**TEXT TO READ**
((

Saaya
- Cover picture of Saaya
- Author: Subin Bhattarai
- Original title: साया
- Language: Nepali
- Genre: Romance
- Publisher: Fine Print
- Publication date: Bhadra, 2071 B.S.
- Publication place: Nepal
- Published in English: August 2014
- Media type: Print (Paperback)
- Pages: 242
- ISBN: 9789937887779
- Preceded by: Summer Love

= Saaya (novel) =

2014 novel by Subin Bhattarai

Saaya is a 2014 Nepali novel by Subin Bhattarai. It published by Fine Print in 2014 as sequel to Summer love.

Bhattarai's third book and second novel, the plot concerns how the misunderstanding in Summer love cleared and how they convince their family. It was a best selling book in Nepal and it was reprinted in the same month August, and was one of the best-selling books in the country for the year. The book was launched by actresses Garima Panta and Keki Adhikari, and author Bhattarai himself at Nepal Academy, Kamaladi.

))

**PROVIDED DATA**
((

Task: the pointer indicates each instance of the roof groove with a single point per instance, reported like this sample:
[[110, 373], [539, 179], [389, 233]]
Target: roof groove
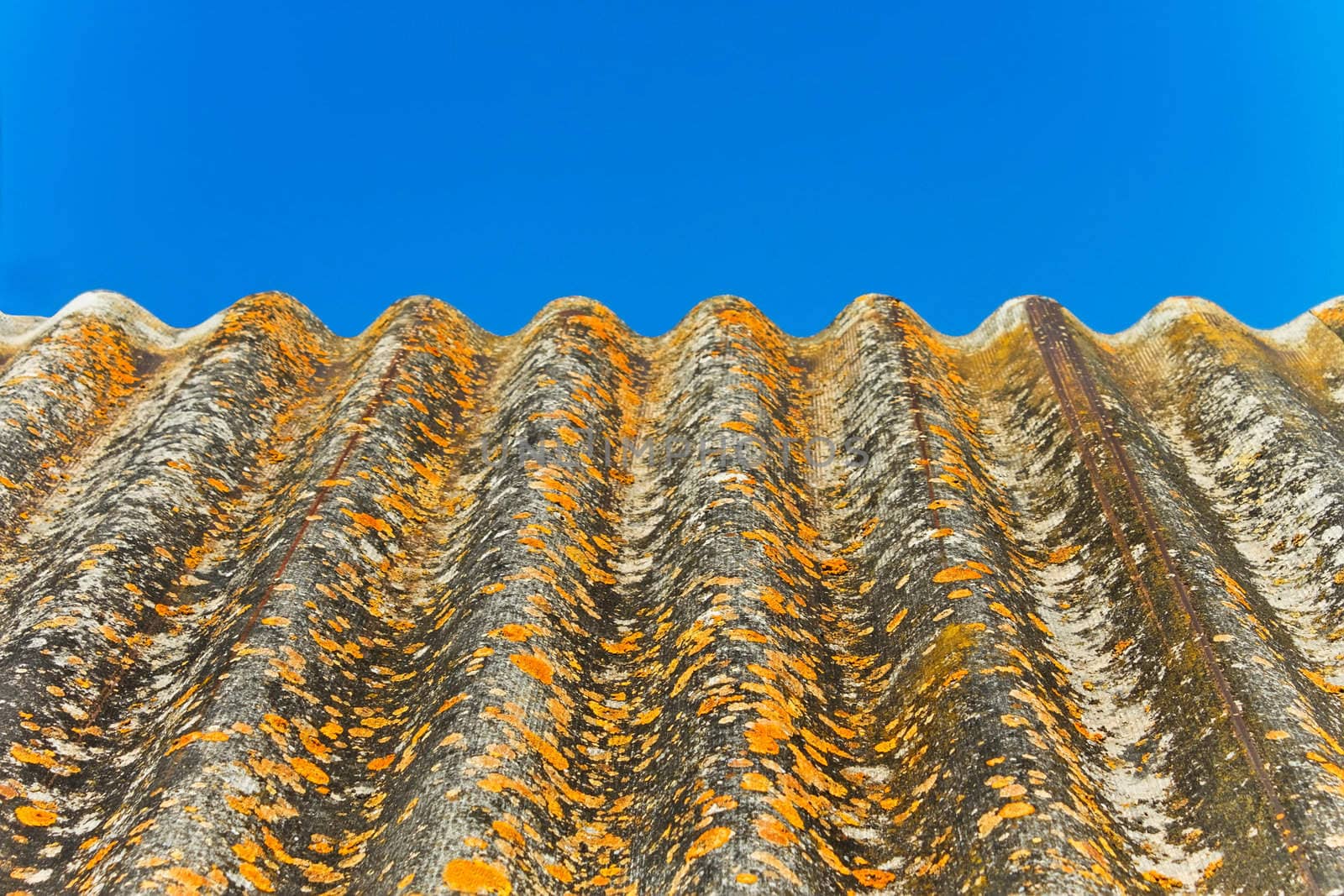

))

**SHORT PROBLEM**
In the article about the novel Saaya, copy the passage from "- Publication place: Nepal" up to and including "Nepal Academy, Kamaladi.". Rely only on the article about the novel Saaya, not on the data.

**CORRECT RESULT**
- Publication place: Nepal
- Published in English: August 2014
- Media type: Print (Paperback)
- Pages: 242
- ISBN: 9789937887779
- Preceded by: Summer Love

= Saaya (novel) =

2014 novel by Subin Bhattarai

Saaya is a 2014 Nepali novel by Subin Bhattarai. It published by Fine Print in 2014 as sequel to Summer love.

Bhattarai's third book and second novel, the plot concerns how the misunderstanding in Summer love cleared and how they convince their family. It was a best selling book in Nepal and it was reprinted in the same month August, and was one of the best-selling books in the country for the year. The book was launched by actresses Garima Panta and Keki Adhikari, and author Bhattarai himself at Nepal Academy, Kamaladi.